#### Records for this exercise

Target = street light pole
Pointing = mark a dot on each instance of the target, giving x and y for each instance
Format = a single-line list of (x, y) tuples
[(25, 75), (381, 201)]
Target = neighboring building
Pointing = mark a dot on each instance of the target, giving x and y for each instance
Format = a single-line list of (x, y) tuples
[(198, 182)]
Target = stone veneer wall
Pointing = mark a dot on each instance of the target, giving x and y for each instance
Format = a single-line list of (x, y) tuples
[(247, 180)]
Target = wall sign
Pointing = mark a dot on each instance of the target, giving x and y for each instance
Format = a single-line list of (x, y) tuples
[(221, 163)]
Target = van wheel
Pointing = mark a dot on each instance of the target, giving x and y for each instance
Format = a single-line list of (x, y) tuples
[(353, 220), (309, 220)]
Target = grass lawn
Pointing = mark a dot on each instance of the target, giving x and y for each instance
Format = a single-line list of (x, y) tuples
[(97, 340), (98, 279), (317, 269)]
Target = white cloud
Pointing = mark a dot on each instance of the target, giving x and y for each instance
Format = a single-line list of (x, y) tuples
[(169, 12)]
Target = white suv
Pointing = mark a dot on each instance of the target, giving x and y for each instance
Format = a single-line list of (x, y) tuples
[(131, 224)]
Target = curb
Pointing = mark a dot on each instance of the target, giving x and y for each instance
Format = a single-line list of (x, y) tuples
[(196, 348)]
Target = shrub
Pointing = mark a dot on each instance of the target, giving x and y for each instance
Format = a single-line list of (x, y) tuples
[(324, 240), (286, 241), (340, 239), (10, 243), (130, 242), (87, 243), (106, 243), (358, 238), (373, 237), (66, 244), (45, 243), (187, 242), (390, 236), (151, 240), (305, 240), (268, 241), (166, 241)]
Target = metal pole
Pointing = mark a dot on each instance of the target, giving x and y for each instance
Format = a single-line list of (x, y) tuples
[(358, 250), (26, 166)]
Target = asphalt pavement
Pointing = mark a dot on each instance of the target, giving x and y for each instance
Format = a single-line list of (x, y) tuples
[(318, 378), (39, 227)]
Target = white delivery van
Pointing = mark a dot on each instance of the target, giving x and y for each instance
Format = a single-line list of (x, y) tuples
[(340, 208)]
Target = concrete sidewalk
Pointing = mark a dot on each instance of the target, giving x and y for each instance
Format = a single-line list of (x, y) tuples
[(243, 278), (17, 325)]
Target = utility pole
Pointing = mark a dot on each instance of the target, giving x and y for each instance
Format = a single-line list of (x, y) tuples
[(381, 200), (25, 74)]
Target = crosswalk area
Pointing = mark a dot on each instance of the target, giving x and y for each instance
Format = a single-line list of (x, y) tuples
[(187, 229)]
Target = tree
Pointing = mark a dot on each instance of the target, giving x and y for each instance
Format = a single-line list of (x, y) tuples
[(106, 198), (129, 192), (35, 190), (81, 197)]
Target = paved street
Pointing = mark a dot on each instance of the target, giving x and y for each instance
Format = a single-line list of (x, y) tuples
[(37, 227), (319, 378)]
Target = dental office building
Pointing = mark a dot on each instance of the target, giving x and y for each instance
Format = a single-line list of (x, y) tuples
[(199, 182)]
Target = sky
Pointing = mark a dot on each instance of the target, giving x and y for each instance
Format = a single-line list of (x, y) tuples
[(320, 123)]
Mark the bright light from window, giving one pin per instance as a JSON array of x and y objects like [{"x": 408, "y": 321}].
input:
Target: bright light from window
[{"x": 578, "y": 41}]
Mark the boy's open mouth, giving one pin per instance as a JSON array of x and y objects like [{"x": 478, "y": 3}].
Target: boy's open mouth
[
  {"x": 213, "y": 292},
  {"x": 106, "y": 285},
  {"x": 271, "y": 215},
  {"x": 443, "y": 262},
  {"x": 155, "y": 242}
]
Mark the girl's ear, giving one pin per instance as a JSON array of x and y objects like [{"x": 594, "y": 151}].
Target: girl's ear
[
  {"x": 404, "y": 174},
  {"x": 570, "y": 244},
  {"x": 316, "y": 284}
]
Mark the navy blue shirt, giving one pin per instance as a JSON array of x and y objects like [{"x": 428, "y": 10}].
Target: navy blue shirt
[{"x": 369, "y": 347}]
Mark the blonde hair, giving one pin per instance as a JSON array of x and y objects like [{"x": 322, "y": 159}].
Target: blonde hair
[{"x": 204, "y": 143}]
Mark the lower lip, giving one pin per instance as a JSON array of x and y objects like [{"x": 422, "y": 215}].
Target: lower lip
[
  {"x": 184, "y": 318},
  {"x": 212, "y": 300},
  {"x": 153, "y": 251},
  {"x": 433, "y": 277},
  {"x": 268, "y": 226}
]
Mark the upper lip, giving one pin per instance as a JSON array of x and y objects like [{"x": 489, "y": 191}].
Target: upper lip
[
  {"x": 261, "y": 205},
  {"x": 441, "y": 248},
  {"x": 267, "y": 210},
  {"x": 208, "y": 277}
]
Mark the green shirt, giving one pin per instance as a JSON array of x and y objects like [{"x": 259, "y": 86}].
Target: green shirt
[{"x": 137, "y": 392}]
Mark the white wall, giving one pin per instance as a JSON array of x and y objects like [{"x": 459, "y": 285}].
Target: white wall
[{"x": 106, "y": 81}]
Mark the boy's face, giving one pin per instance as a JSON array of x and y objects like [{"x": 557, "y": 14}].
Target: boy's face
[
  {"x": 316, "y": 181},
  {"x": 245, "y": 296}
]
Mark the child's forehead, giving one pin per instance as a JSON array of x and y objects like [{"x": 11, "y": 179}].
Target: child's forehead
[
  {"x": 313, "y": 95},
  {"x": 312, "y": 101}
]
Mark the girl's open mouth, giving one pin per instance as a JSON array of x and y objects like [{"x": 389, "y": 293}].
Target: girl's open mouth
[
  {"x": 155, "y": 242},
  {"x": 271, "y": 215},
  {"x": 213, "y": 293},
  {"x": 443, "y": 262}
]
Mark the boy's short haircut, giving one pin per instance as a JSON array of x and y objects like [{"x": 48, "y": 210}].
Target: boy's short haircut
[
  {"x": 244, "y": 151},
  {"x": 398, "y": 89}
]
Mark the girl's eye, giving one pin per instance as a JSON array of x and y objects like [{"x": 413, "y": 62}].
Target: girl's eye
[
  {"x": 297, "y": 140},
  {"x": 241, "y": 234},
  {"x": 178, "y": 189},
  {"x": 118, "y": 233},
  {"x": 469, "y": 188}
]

########

* **Your task**: Where a line above contains the string "pole", copy that line.

* **Response box**:
Target = street light pole
Target = metal pole
Target = utility pole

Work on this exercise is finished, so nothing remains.